Think of fake products, and designer handbags or watches might spring to mind, maybe even tobacco and spirits. But in China, where even Apple stores have been found to be fake, hygiene products are also not always what they seem.

According to reports in the Chinese media, in May 2013 the police put an end to a counterfeit sanitary product operation. It was reported that 19.6 million counterfeit sanitary products packaged as popular brands, including Procter & Gamble’s Whisper and Unicharm’s Sofy, were seized, along with 100 tonnes of raw material. In addition, 43 arrests were made and 20 production lines halted in what police estimated to be a US$24.4 million operation. And the recent scam is by no means the first – a similar operation in August 2012 saw more than 16 million fake branded sanitary products seized.

While sanitary products are far from glamorous, the high margins achievable through using cheap, substandard materials and the relative ease of manufacture, along with the vast number of potential consumers – at 487 million China’s female population aged 15-64 is the world’s largest – mean the category has plenty of appeal to counterfeiters. On top of this, if sanitary products are being counterfeited, then it stands to reason that nappies and incontinence products may well be too.

Chinese consumers used to product scares

China has a long history of product scares – the issue made headlines around the world in 2008 when six babies died and 300,000 became ill after drinking tainted baby formula. As a result, many Chinese consumers distrust domestic brands and, particularly where matters of health and hygiene are concerned, those who can afford to prefer to buy foreign brands. Of the top five hygiene manufacturers in China, only one – Hengan – is a domestic player.

However, with counterfeits on the rise, now even branded hygiene products may not be what they seem and so cannot always be trusted. While the Chinese government has stated its intention to crack down on fake products and widely publicises successful operations such as the recent sanitary protection raids, the problem is widespread enough – and the US$14 billion Chinese retail hygiene market valuable enough – to warrant manufacturers taking the matter into their own hands and devoting efforts to address it.

Communicating with consumers is vital

Communicating directly with consumers is vital – a customer buying a fake branded product may well never return to the brand if they have a bad experience with the fake, but believe it to originate from the brand, meaning years of potential sales could be lost.

§ **Extracted entries**:
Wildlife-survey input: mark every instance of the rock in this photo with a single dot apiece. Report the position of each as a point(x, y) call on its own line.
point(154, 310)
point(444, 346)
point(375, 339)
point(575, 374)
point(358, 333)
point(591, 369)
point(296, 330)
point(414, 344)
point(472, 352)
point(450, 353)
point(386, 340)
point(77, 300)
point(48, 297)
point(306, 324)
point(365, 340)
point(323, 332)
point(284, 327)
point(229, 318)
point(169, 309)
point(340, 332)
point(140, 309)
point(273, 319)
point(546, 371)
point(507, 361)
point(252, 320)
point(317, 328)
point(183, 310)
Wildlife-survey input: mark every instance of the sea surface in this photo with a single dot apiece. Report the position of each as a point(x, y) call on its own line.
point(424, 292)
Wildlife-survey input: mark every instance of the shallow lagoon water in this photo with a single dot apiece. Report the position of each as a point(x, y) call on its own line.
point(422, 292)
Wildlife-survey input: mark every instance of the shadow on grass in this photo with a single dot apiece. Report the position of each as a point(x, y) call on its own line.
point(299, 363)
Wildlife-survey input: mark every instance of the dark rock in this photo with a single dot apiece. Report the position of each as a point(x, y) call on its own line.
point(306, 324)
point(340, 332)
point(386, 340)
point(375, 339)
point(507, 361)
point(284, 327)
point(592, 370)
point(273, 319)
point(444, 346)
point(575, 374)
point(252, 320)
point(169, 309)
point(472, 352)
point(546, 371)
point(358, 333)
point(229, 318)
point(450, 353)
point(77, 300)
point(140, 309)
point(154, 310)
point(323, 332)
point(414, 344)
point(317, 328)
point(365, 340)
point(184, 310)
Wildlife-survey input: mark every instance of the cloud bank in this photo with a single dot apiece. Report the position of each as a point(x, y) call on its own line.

§ **Directives**:
a – Answer from the article on counterfeit hygiene products in China:
(i) How many counterfeit sanitary products were seized in the May 2013 operation?
(ii) Which of the top five hygiene manufacturers in China is a domestic company?
(iii) What value does the article give for the Chinese retail hygiene market?
b – Resume the article on counterfeit hygiene products in China, picking up after its final sentence.
The entries are separate material from the article on counterfeit hygiene products in China.

§ **Expected responses**:
a –
(i) 19.6 million
(ii) Hengan
(iii) US$14 billion

b –
Firstly, manufacturers must get the message out that their branded products are safe, while warning that counterfeits of their brand are available. While traditional media campaigns could be utilised, the internet and social media in particular provide an ideal arena for this kind of awareness campaign. A guide to how to spot a counterfeit, the dangers of using a counterfeit – the fake products that came to light recently were discovered because of an upturn in women reporting feeling ill after using the products – along with a list of authorised retailers on websites and shared on social media would all make a difference. Timely and reassuring messages such as these will increase consumer confidence in a brand – perhaps even gaining it new consumers – while remaining silent runs the risk of sales being lost.

Direct selling a safe but unexplored channel

The problem with fake products has become so widespread that many Chinese consumers are heading to Hong Kong for their everyday goods. So many Chinese have taken to buying baby formula in Hong Kong that in March 2013 the country’s government imposed a two-can limit on the amount of powdered milk that can be taken out of the country. According to reports in the Hong Kong media, sanitary towels are now starting to appear on mainlanders’ shopping lists.

For consumers who live too far from Hong Kong to warrant a trip, the next best option is to buy foreign brands online. Spurred on in part by safety scares, internet hygiene product sales have grown at a pace in China and now account for 4% of the retail market, up from 1% in 2007. Like the rest of the world, direct selling has yet to take off in the country, but in categories with such high brand loyalty there could well be rewards for a hygiene manufacturer prepared to invest. After all, what better way to get a guarantee of product authenticity than by buying it from the manufacturer itself?